** Task prompt **
Write out the lines of the entries below as a JSON list of strings, one string per line, from the line with "[segment] striped valance" up to and including the line with "[[[308,207],[427,217],[428,198],[347,187],[308,185]]]". Leave out blank lines.

** Records **

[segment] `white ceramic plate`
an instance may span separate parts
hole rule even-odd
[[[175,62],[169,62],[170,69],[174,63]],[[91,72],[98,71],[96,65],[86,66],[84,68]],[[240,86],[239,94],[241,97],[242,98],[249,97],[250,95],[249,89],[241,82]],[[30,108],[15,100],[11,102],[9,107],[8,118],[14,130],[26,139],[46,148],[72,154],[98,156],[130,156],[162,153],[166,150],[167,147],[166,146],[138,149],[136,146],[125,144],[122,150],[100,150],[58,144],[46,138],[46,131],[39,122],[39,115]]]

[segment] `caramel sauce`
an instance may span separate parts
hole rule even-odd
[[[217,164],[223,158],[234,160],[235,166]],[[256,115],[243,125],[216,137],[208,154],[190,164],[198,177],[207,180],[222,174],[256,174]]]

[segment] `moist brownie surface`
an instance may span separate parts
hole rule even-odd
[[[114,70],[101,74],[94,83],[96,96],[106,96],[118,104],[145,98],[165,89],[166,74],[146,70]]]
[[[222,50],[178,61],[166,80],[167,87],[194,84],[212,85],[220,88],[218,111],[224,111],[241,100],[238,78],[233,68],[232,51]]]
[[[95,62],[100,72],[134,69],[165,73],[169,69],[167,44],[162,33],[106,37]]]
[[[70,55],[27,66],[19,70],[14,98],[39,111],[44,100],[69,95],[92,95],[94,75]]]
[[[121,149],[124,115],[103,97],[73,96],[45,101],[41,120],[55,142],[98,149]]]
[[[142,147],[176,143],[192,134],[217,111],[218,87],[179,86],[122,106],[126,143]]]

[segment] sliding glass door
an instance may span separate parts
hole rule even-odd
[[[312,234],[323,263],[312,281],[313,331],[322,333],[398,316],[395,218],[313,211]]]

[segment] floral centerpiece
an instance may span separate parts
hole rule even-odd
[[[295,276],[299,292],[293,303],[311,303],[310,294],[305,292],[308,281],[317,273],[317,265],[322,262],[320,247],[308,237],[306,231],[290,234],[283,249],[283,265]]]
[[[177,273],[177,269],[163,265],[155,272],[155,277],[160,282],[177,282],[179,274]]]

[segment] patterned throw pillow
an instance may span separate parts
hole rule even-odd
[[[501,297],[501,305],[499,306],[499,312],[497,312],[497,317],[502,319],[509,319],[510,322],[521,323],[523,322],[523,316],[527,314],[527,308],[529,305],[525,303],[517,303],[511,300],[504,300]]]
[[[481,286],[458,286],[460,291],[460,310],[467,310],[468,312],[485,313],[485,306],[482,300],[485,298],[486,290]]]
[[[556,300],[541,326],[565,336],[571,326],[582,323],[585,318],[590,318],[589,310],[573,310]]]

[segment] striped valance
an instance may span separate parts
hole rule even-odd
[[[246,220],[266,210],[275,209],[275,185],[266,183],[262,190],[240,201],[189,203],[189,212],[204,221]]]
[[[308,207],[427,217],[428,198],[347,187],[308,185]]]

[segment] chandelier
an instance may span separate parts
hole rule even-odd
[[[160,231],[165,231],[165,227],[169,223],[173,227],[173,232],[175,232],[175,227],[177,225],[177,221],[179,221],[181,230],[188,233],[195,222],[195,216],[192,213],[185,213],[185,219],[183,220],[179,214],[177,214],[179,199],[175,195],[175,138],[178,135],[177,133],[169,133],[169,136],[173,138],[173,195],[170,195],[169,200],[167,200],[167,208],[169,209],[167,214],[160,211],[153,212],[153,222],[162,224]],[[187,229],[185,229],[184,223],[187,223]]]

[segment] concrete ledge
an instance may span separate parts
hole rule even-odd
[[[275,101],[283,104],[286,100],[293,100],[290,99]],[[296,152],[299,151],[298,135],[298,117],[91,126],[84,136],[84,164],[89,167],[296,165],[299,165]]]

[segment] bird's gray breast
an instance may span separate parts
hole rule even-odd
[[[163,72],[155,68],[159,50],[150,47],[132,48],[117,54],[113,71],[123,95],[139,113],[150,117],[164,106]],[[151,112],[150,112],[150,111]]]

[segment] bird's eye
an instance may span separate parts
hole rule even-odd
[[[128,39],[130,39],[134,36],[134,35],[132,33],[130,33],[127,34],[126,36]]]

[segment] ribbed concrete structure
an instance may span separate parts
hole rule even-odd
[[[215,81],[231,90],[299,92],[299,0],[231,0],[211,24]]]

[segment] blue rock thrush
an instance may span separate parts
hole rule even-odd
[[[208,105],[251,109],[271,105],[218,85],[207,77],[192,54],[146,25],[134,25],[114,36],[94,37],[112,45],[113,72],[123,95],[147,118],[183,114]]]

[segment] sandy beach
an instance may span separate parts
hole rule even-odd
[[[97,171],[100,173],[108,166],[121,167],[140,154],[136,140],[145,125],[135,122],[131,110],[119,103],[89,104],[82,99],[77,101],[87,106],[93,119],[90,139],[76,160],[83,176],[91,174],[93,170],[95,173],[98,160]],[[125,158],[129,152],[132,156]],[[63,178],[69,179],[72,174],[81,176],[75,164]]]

---

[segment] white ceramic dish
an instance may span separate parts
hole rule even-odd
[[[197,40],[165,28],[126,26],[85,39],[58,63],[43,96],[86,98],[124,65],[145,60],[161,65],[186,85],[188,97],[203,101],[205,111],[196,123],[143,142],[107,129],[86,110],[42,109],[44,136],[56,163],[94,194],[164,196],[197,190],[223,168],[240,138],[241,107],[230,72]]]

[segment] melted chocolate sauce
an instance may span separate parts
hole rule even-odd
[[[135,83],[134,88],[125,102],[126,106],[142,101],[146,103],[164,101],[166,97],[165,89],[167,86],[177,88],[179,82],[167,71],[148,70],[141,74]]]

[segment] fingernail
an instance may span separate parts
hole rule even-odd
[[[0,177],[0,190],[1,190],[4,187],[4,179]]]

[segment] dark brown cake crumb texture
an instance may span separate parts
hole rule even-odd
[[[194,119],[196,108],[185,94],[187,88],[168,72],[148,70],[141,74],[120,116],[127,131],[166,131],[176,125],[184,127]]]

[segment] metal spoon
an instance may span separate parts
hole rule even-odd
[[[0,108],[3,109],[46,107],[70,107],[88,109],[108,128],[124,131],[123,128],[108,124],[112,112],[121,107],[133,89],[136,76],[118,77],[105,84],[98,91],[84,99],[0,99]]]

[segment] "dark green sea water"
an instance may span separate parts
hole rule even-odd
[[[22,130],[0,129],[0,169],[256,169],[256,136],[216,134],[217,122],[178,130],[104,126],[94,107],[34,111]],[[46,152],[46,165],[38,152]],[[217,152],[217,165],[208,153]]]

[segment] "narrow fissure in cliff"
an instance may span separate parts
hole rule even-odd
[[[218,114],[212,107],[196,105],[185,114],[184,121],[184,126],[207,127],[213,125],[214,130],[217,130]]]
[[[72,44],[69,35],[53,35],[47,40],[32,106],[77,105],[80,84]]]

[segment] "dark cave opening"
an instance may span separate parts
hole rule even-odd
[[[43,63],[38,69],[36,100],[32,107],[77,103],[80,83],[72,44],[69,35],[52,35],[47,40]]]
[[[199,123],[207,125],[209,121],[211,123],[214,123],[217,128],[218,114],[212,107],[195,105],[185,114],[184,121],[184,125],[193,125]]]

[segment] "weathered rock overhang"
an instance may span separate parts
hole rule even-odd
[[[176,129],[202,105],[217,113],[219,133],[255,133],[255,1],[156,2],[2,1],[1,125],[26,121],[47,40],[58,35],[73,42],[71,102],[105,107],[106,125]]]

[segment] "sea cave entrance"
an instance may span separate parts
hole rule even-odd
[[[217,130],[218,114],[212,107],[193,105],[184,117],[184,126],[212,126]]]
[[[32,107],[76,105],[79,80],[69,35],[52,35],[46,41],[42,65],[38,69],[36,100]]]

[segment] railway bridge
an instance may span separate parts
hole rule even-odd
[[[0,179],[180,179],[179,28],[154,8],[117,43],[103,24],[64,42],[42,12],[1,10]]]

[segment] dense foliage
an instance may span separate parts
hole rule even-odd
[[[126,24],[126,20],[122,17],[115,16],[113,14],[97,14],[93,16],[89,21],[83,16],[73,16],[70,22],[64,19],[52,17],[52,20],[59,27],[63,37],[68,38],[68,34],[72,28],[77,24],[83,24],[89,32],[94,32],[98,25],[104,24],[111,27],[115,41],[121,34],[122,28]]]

** Expected output **
[
  "[segment] striped valance",
  "an instance may span separate parts",
  "hole rule even-odd",
  "[[[246,220],[266,210],[275,209],[275,185],[266,183],[262,190],[240,201],[189,203],[189,212],[204,221]]]",
  "[[[308,207],[427,217],[428,198],[347,187],[308,185]]]"
]